### What is expected:
Copy the records that follow exactly as written, but not their pictures.

━━━━━━━━━━━━━━━━

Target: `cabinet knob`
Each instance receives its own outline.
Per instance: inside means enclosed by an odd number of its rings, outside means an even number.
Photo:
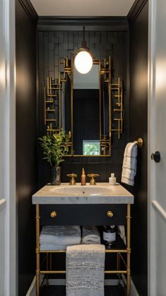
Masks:
[[[51,211],[50,214],[51,218],[56,218],[56,212],[55,211]]]
[[[112,211],[108,211],[108,212],[107,212],[107,216],[108,218],[113,218],[113,213],[112,212]]]

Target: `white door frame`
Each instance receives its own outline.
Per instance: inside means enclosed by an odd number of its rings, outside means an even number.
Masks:
[[[2,46],[5,49],[3,55],[5,66],[1,68],[0,65],[0,87],[1,90],[4,90],[4,94],[0,98],[0,107],[4,107],[4,113],[3,124],[0,126],[0,133],[2,135],[0,140],[4,144],[1,157],[4,159],[4,164],[0,168],[0,178],[3,178],[1,192],[4,195],[0,199],[4,205],[2,211],[4,214],[4,241],[1,242],[4,246],[4,254],[1,254],[4,256],[5,266],[2,290],[4,291],[4,296],[16,296],[15,0],[0,1],[3,7],[3,18],[0,20],[3,32],[0,42],[3,42]]]

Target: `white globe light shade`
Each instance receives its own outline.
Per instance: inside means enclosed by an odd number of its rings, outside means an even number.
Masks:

━━━━━━━━━━━━━━━━

### Response for this exercise:
Target: `cabinet knob`
Each instance receives its own outline.
Per instance: inside means enclosed by an odd number of its rings, outside means an even number.
Photo:
Masks:
[[[51,211],[50,214],[51,218],[56,218],[56,212],[55,211]]]
[[[112,211],[108,211],[108,212],[107,212],[107,216],[108,218],[113,218],[113,213],[112,212]]]

Target: `white door frame`
Each instance receives its own outline.
Per instance: inside means enclosed by an odd number of its rings, outside means an even number.
Masks:
[[[2,46],[5,49],[3,55],[5,66],[1,68],[0,65],[0,87],[1,90],[4,90],[4,94],[0,98],[0,107],[4,107],[4,113],[3,124],[0,126],[0,133],[2,135],[0,140],[4,144],[1,157],[4,159],[4,164],[0,168],[0,178],[3,178],[1,192],[4,195],[0,199],[4,205],[2,211],[4,214],[4,241],[1,242],[4,246],[4,254],[1,254],[4,256],[5,266],[2,290],[4,291],[4,296],[16,296],[15,0],[0,1],[3,7],[3,18],[0,20],[3,32],[0,42],[3,42]]]

Target: `white globe light shade`
Each instance receives its own outline.
Per instance: inside means enclosed by an odd number of its rings, outside means an even number.
Masks:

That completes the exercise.